[Requirement 1]: From the passage on Leonardo da Vinci, copy word for word everything between "His parents each" and "had been eclipsed.", inclusive.
[Requirement 2]: According to the passage on Leonardo da Vinci, who supervised his formal artistic training in Florence?
[Requirement 3]: Write the next part of the passage on Leonardo da Vinci, picking up right after its final sentence.

[Reading text]:
=== Section Start ===
On April 15, 1452, in or near the small Tuscan hill town of Vinci, about twenty miles from Florence, a child was born who would come to represent, perhaps more fully than any other single person, the boundless aspirations of the Renaissance. He was named Leonardo di ser Piero da Vinci, the illegitimate son of Piero da Vinci, a Florentine legal notary, and Caterina di Meo Lippi, a woman of lower social standing. The circumstances of his birth, outside the conventions of marriage, may have closed certain professional doors in his era, but they did little to constrain the extraordinary range of his curiosity and achievement.
His parents each married others in the year following his birth. Leonardo was raised primarily in the household of his father and paternal family in Vinci, eventually receiving his formal artistic training in Florence under the supervision of Andrea del Verrocchio, one of the most accomplished painters and sculptors working in Italy at the time. It was within Verrocchio's workshop that Leonardo acquired the technical foundations of painting, drawing, sculpture, and engineering that would sustain and anchor his later innovations. By all accounts he surpassed his teacher with remarkable speed, and legend holds that Verrocchio laid down his brush after seeing Leonardo's contribution to a shared painting, recognizing that he had been eclipsed.
=== Section End ===
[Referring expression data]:
=== Section Start ===
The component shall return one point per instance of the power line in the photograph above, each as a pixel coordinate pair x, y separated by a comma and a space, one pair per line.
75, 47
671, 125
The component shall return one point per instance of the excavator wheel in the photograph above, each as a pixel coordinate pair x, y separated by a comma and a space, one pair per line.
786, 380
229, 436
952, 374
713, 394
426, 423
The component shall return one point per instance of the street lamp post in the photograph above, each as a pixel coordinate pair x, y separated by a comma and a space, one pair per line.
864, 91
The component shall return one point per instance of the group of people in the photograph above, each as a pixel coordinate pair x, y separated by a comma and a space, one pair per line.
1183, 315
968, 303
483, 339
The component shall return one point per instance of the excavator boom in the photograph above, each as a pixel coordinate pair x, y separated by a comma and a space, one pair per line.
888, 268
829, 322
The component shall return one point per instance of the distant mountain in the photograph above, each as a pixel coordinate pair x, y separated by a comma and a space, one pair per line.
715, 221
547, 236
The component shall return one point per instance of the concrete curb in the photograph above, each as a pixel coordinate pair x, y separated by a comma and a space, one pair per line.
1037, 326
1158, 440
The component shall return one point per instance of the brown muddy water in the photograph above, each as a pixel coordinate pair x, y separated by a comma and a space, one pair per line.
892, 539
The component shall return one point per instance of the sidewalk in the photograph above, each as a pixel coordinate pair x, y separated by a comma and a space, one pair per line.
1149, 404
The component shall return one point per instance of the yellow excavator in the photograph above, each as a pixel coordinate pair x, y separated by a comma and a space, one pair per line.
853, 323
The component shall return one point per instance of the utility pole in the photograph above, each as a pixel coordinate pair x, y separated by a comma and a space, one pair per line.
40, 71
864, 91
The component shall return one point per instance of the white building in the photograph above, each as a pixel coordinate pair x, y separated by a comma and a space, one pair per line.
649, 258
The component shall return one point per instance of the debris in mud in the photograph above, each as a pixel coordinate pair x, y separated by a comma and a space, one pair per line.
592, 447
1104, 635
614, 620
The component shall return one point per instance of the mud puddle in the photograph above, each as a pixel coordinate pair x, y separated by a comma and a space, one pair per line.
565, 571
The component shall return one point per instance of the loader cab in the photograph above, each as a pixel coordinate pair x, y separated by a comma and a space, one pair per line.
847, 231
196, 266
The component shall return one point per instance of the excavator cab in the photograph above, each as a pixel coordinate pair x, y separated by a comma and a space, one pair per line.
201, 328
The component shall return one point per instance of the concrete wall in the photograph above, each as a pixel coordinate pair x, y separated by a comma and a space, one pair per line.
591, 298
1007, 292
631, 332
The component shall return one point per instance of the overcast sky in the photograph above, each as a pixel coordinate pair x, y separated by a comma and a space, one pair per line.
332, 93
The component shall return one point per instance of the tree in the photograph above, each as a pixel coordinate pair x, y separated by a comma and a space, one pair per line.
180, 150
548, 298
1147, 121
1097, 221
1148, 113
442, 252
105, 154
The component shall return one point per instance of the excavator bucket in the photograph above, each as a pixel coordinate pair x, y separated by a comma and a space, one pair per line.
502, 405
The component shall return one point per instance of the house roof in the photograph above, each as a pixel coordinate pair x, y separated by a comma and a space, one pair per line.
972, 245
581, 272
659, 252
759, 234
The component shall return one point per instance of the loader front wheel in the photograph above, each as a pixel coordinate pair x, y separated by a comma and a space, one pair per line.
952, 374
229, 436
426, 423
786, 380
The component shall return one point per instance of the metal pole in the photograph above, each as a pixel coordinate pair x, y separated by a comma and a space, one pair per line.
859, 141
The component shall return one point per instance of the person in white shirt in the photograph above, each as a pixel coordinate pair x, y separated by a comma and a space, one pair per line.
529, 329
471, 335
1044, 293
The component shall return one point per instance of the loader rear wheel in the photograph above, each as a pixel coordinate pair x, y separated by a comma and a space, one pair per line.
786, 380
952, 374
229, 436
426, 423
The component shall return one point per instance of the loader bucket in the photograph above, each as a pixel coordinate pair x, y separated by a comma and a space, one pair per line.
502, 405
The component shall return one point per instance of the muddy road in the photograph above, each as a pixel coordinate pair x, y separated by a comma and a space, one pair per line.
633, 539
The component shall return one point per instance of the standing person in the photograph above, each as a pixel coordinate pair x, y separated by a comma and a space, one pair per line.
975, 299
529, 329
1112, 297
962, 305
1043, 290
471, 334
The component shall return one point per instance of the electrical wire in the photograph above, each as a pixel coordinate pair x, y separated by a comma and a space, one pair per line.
=== Section End ===
[Expected answer 1]:
His parents each married others in the year following his birth. Leonardo was raised primarily in the household of his father and paternal family in Vinci, eventually receiving his formal artistic training in Florence under the supervision of Andrea del Verrocchio, one of the most accomplished painters and sculptors working in Italy at the time. It was within Verrocchio's workshop that Leonardo acquired the technical foundations of painting, drawing, sculpture, and engineering that would sustain and anchor his later innovations. By all accounts he surpassed his teacher with remarkable speed, and legend holds that Verrocchio laid down his brush after seeing Leonardo's contribution to a shared painting, recognizing that he had been eclipsed.

[Expected answer 2]: Andrea del Verrocchio

[Expected answer 3]:
Leonardo began his independent career in Florence but spent a substantial portion of his most productive years in the service of Ludovico Sforza, the Duke of Milan. It was in Milan that he expanded far beyond painting, filling his notebooks with observations, diagrams, and speculations on anatomy, mechanics, hydrology, geology, and optics. The notebooks, of which thousands of pages survive, are among the most remarkable documents in the history of thought. Written in his characteristic mirror script from right to left, they record not a system of organized knowledge but a restless intelligence moving from subject to subject, following threads of curiosity wherever they led.
As a painter, Leonardo produced fewer than twenty-five works that can be attributed to him with confidence, and several of those remain unfinished. Yet the paintings he did complete have exerted an influence on Western art that few works have matched. The Mona Lisa, completed in the early sixteenth century, is recognized as the most famous individual painting in the world, celebrated for the subtlety of its subject's expression and for Leonardo's pioneering use of sfumato, a technique of blending tones so smoothly that outlines dissolve into atmosphere. The Last Supper, painted on the refectory wall of a Milan convent in the 1490s, became the most reproduced religious painting of all time. The Vitruvian Man, a drawing showing a male figure inscribed within a circle and a square, became one of the defining cultural icons of the Western tradition, representing the Renaissance conviction that human beings and mathematical proportion were harmoniously aligned.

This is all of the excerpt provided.